■ Work to complete:
Return every line of the records that includes the string "distant".

■ Data for processing:
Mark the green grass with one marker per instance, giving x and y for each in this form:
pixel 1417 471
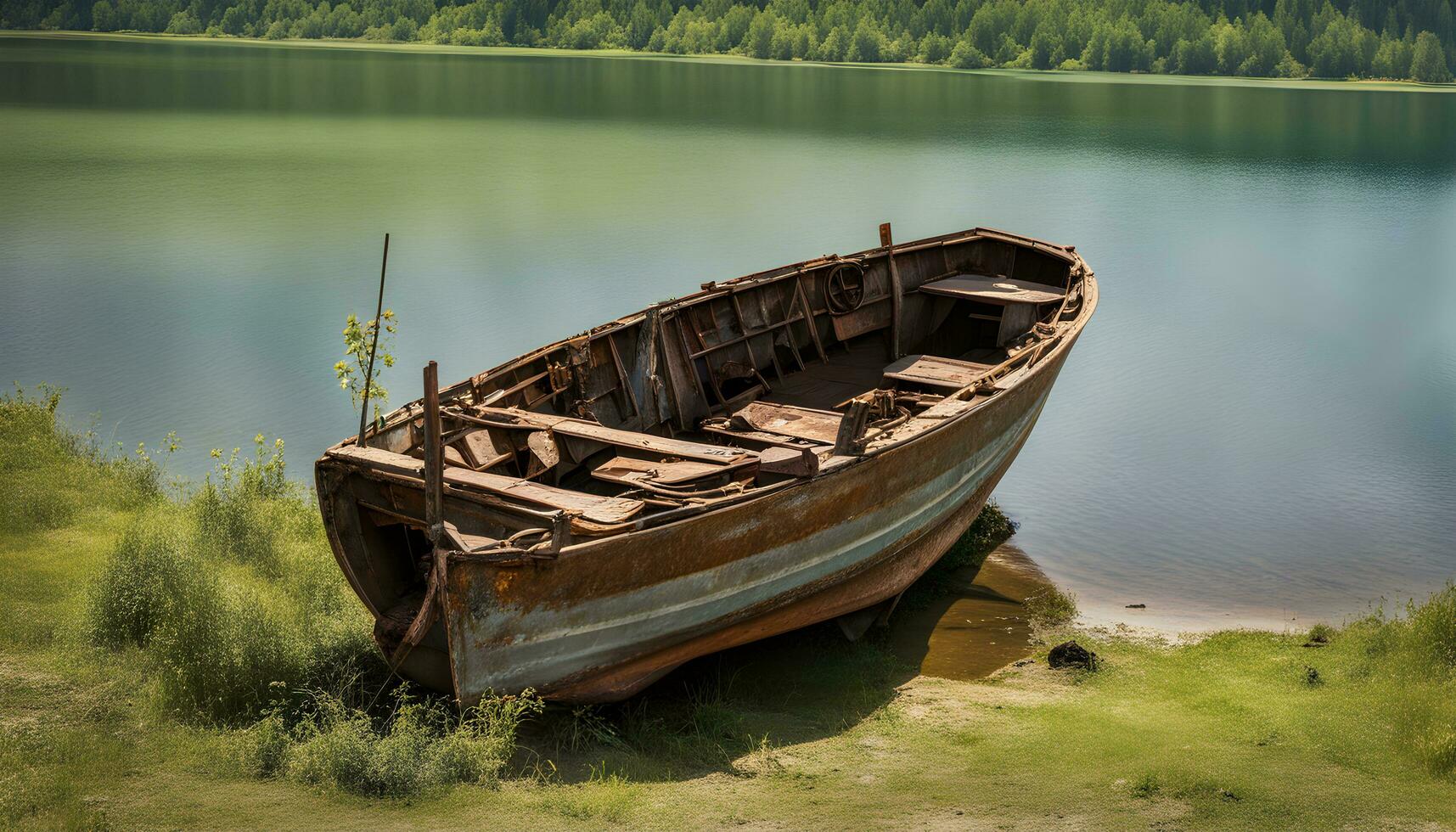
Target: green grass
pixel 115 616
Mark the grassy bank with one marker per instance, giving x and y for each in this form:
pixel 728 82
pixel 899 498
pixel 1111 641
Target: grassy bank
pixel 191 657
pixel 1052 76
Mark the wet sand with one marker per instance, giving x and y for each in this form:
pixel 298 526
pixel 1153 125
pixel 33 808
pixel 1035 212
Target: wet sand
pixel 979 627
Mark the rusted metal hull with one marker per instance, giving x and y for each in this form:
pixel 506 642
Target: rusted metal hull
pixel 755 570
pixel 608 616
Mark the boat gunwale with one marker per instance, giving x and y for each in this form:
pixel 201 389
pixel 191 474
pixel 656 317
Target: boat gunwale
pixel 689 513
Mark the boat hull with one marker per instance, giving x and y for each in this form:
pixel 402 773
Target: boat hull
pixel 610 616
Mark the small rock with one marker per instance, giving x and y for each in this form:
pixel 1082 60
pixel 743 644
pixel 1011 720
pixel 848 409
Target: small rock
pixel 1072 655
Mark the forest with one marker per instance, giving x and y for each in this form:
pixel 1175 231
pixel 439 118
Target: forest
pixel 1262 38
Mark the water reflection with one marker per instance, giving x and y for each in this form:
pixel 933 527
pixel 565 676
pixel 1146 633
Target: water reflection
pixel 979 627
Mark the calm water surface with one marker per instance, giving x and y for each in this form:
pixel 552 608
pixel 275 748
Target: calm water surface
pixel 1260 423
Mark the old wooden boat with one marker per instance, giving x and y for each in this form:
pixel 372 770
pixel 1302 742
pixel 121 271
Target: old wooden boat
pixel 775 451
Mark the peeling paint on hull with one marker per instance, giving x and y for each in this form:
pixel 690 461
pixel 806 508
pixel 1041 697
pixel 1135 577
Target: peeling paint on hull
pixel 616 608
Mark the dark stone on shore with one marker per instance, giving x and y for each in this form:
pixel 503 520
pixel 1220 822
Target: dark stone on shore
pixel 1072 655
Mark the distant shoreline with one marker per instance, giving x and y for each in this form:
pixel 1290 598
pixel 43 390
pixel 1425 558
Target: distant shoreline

■ Answer below:
Mark the distant shoreline with one marker per instance, giving x and y for each in this form:
Target: distant shoreline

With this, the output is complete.